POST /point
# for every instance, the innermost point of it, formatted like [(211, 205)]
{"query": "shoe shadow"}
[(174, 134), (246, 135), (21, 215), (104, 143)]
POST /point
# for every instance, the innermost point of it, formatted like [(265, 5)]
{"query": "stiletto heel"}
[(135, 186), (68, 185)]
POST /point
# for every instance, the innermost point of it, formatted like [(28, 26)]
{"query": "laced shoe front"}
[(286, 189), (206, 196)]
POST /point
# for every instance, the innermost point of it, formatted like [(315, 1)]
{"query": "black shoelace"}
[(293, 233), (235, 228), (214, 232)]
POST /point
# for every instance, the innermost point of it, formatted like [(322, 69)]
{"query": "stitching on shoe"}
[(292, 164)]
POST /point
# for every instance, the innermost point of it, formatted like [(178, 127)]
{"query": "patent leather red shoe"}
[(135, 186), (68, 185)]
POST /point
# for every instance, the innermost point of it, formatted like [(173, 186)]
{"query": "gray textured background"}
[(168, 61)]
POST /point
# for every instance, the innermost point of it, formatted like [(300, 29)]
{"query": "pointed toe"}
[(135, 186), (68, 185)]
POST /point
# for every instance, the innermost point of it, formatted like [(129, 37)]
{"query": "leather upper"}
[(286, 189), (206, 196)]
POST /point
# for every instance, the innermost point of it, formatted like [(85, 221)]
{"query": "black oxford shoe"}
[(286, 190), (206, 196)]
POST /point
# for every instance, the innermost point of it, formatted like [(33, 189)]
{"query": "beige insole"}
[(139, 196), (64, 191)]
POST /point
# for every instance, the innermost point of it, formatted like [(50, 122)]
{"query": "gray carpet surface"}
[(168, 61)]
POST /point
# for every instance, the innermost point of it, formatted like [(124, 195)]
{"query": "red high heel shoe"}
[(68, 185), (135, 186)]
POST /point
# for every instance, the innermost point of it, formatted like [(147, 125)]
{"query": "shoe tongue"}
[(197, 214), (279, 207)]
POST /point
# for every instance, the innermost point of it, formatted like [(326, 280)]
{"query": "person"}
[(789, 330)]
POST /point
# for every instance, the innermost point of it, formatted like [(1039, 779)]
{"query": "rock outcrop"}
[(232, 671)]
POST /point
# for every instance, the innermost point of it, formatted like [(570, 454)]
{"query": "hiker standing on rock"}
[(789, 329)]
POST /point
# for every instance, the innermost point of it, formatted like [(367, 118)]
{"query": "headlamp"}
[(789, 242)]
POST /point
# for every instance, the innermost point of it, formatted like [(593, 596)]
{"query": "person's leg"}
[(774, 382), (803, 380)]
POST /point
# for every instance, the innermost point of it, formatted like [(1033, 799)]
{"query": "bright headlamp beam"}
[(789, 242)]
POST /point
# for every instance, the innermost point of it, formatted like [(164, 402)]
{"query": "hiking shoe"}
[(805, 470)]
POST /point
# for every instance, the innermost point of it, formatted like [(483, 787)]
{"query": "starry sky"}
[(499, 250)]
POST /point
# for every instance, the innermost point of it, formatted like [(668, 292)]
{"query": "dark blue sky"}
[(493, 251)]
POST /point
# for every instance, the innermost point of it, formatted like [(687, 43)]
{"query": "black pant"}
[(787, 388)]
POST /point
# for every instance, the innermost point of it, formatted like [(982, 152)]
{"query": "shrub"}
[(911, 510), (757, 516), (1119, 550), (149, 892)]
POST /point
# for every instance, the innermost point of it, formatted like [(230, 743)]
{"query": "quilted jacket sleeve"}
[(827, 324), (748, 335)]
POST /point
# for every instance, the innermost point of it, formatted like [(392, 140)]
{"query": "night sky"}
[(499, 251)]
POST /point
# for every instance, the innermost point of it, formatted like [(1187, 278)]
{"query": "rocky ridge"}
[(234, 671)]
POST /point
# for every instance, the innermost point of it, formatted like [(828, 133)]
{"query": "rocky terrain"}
◇ ◇ ◇
Work order: The records above need copying. Do it exactly.

Written answer:
POST /point
# for every instance, the innermost point of it, formatted like [(211, 205)]
{"query": "shoe shadow"}
[(174, 134), (246, 135), (21, 215), (104, 143)]
POST /point
# for every instance, the innermost point of it, formatted like [(265, 5)]
{"query": "stiletto heel"}
[(135, 186), (68, 185)]
POST /point
# for every instance, the innermost point of it, formatted like [(28, 26)]
{"query": "laced shoe front"}
[(286, 189), (206, 196)]
POST /point
# for every instance, the innermost point of it, formatted like [(315, 1)]
{"query": "black shoelace"}
[(293, 233), (235, 228), (214, 232)]
POST /point
# for every instance, the innermost point of it, formatted like [(322, 69)]
{"query": "stitching on shoe"}
[(292, 164)]
POST /point
# for every instance, the innermost point of it, formatted like [(178, 127)]
{"query": "patent leather red shoe"}
[(135, 186), (68, 185)]
POST /point
# for every instance, the innermost point of it, formatted like [(173, 186)]
{"query": "gray textured background"}
[(168, 61)]
POST /point
# for every instance, the innermost point of it, formatted like [(300, 29)]
{"query": "pointed toe"}
[(135, 186), (68, 185)]
POST /point
# for every instance, the innermost point of it, formatted like [(129, 37)]
{"query": "leather upper"}
[(286, 189), (206, 196)]
POST /point
# for every instance, the innermost point of it, formatted like [(85, 221)]
{"query": "black oxford shoe"}
[(286, 190), (206, 196)]
POST /point
# for every instance, the innermost point of it, formatted like [(33, 189)]
{"query": "beige insole"}
[(139, 196), (64, 191)]
POST /point
# for every instance, the innermost point of it, formatted like [(50, 122)]
{"query": "gray carpet surface"}
[(168, 61)]
POST /point
# for every instance, the innermost point of it, formatted like [(124, 195)]
{"query": "red high heel shoe"}
[(68, 185), (135, 186)]
POST /point
# for every instance, the innermost point of it, formatted like [(147, 125)]
{"query": "shoe tongue"}
[(197, 214), (279, 207)]
POST /point
# for every instance, the innermost point of it, formatted like [(326, 280)]
{"query": "person"}
[(789, 330)]
POST /point
# for every instance, the innermost point of it, formatted like [(1039, 779)]
{"query": "rock outcrop"}
[(232, 671)]
POST /point
# for every instance, the innermost point of it, formatted like [(570, 454)]
{"query": "hiker standing on rock"}
[(789, 329)]
POST /point
# for every instance, the innermost point of it, formatted like [(367, 118)]
{"query": "headlamp"}
[(789, 242)]
POST /point
# for every instance, the innermost point of it, formatted like [(593, 596)]
{"query": "person's leg"}
[(774, 382), (803, 380)]
POST /point
# for every instance, the innermost point of it, formatted like [(1033, 799)]
{"query": "bright headlamp beam"}
[(789, 242)]
POST /point
# for every instance, the innermost point of it, formatted like [(164, 402)]
{"query": "hiking shoe"}
[(805, 470)]
POST /point
# for every instance, the innermost point of it, formatted like [(483, 787)]
{"query": "starry sky"}
[(499, 250)]
POST /point
# for every instance, the innermost point of it, formatted like [(668, 292)]
{"query": "dark blue sky"}
[(493, 251)]
POST /point
# for every instance, the innermost point of it, formatted like [(687, 43)]
{"query": "black pant"}
[(787, 388)]
POST /point
# for every instance, the innermost point of it, formatted like [(982, 152)]
{"query": "shrub"}
[(911, 510), (757, 516), (1119, 550), (149, 892)]
POST /point
# for every instance, the innermost point of it, formatted like [(230, 743)]
{"query": "quilted jacket sleeve"}
[(827, 324), (748, 335)]
POST /point
# for every instance, the innermost point of it, formatted like [(392, 140)]
{"query": "night sky"}
[(499, 251)]
POST /point
# for every instance, the innermost point of it, formatted like [(1187, 278)]
{"query": "rocky ridge"}
[(234, 671)]
POST /point
# for every instance, the innermost point of it, formatted like [(828, 133)]
{"query": "rocky terrain"}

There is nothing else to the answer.